[Extracted data entries]
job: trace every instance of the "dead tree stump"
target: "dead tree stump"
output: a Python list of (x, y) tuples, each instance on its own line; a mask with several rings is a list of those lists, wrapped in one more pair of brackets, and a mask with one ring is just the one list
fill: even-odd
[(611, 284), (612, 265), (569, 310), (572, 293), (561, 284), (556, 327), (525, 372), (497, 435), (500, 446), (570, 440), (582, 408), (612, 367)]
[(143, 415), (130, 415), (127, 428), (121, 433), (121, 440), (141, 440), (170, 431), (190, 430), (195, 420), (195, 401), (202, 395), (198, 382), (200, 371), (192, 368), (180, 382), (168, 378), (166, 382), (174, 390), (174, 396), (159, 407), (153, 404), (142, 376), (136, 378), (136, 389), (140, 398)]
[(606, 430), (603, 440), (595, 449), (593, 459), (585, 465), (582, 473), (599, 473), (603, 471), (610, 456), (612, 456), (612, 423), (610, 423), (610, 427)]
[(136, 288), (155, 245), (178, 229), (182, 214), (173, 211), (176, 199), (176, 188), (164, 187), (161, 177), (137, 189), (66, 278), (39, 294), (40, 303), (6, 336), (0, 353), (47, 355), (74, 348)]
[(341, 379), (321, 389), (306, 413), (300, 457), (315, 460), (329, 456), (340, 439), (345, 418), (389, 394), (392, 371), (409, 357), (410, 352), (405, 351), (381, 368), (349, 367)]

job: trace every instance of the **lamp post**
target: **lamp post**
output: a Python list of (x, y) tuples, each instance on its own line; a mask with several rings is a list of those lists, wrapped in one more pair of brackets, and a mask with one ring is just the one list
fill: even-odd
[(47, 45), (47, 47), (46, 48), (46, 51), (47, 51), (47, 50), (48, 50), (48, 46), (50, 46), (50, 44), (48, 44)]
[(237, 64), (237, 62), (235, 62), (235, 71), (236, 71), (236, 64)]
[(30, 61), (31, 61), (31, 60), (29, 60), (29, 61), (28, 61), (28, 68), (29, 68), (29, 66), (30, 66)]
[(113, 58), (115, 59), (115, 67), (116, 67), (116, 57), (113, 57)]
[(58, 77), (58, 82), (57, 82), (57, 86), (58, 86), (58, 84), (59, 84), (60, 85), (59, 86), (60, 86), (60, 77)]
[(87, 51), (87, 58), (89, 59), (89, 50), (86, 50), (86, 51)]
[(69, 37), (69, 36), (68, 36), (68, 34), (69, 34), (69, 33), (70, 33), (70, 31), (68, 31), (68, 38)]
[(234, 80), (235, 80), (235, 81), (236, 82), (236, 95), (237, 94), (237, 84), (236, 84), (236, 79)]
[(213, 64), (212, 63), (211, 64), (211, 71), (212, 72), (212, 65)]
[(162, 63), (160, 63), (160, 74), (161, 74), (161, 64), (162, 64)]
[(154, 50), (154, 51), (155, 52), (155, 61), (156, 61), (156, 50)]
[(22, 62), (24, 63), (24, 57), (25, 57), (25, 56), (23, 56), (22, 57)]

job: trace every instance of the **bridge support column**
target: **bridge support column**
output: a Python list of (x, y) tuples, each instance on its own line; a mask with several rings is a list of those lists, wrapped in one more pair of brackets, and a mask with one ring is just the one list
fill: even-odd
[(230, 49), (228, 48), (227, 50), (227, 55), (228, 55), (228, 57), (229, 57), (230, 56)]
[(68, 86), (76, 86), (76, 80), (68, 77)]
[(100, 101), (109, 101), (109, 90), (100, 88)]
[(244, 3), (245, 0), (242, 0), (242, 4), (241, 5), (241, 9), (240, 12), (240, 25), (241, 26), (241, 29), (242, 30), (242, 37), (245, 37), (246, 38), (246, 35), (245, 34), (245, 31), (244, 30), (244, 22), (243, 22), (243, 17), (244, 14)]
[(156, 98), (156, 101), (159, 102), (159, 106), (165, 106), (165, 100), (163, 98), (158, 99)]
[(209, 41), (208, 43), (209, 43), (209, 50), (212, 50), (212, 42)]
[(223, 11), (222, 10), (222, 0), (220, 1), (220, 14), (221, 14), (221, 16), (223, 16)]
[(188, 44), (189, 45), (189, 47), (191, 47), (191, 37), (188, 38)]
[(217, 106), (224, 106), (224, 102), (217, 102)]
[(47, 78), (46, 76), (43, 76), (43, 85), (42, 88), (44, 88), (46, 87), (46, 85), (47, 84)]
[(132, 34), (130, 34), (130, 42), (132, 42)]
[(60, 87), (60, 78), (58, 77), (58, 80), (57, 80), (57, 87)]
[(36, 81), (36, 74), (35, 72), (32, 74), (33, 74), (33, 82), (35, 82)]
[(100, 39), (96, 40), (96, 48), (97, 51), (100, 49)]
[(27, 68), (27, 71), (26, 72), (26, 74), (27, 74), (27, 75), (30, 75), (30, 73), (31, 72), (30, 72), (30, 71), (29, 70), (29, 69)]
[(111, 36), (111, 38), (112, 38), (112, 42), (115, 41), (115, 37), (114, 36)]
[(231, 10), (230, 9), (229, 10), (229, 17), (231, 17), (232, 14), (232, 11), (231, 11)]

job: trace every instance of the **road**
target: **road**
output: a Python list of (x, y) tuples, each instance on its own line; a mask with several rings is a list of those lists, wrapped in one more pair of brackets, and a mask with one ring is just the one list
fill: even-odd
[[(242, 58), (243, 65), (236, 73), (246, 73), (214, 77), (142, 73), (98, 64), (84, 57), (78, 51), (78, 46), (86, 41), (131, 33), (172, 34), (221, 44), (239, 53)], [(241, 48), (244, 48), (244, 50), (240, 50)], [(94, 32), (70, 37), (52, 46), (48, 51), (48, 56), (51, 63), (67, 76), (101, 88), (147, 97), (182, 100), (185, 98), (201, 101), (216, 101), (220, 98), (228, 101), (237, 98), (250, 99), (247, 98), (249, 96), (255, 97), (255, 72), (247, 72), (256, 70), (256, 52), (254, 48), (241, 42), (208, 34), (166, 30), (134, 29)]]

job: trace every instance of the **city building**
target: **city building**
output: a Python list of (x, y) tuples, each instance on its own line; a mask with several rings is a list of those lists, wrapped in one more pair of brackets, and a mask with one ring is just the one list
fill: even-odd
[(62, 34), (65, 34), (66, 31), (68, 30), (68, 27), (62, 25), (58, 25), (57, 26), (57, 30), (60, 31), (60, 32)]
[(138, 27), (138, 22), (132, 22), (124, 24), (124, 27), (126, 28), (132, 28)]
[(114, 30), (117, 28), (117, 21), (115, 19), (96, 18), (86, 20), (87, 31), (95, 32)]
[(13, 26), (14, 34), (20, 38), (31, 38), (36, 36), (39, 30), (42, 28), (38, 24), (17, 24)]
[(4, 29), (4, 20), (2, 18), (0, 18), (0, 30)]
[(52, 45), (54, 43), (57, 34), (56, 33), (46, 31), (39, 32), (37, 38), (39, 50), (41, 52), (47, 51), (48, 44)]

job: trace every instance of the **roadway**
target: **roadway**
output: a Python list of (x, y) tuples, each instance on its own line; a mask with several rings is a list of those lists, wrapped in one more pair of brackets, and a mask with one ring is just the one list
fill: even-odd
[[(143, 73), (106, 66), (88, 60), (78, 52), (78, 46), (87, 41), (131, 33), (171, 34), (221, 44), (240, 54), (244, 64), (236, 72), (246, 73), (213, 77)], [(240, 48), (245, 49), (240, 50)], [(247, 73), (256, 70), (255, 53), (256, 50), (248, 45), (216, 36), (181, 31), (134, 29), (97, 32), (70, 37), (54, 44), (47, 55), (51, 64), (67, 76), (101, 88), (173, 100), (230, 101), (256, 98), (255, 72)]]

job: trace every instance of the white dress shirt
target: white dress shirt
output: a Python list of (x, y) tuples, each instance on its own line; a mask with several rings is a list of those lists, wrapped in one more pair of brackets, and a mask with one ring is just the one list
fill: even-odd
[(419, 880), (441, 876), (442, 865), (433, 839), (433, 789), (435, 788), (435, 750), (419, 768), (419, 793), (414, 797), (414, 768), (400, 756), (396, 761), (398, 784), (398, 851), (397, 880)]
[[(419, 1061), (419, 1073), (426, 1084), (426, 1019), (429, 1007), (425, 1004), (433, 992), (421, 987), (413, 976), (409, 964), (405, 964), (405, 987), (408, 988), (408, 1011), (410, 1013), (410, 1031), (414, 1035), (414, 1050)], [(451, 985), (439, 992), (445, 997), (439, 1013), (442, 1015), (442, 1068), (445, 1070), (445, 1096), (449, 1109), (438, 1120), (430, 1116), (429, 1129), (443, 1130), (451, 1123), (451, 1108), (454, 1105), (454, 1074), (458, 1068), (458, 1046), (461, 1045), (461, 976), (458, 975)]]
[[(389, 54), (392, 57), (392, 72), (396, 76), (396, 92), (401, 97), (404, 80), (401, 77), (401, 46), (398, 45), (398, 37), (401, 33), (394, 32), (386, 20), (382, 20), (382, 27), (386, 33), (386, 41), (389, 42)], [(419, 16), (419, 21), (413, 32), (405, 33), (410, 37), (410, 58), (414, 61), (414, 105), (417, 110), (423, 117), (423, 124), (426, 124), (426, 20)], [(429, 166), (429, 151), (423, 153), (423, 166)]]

» PROBLEM TO WORK ON
Reproduce the data from its first line through the line containing "423), (610, 427)]", including both of those lines.

» RESULT OF THE TASK
job: trace every instance of the "dead tree stump"
target: "dead tree stump"
output: a Python list of (x, y) tuples, each instance on its own line; a mask with several rings is a list of those lists, wrapped in one more pair of brackets, and a mask with one ring is just the one list
fill: even-odd
[(611, 284), (612, 265), (569, 310), (572, 293), (561, 284), (556, 327), (525, 372), (497, 435), (500, 446), (570, 440), (582, 408), (612, 367)]
[(143, 415), (130, 415), (127, 428), (121, 433), (121, 440), (141, 440), (170, 431), (190, 430), (195, 420), (195, 401), (202, 395), (198, 382), (200, 371), (192, 368), (180, 382), (168, 378), (166, 382), (174, 390), (174, 396), (159, 407), (153, 404), (142, 376), (136, 378), (136, 389), (140, 398)]
[(606, 430), (603, 440), (595, 449), (593, 459), (585, 465), (582, 473), (599, 473), (603, 471), (610, 456), (612, 456), (612, 423), (610, 423), (610, 427)]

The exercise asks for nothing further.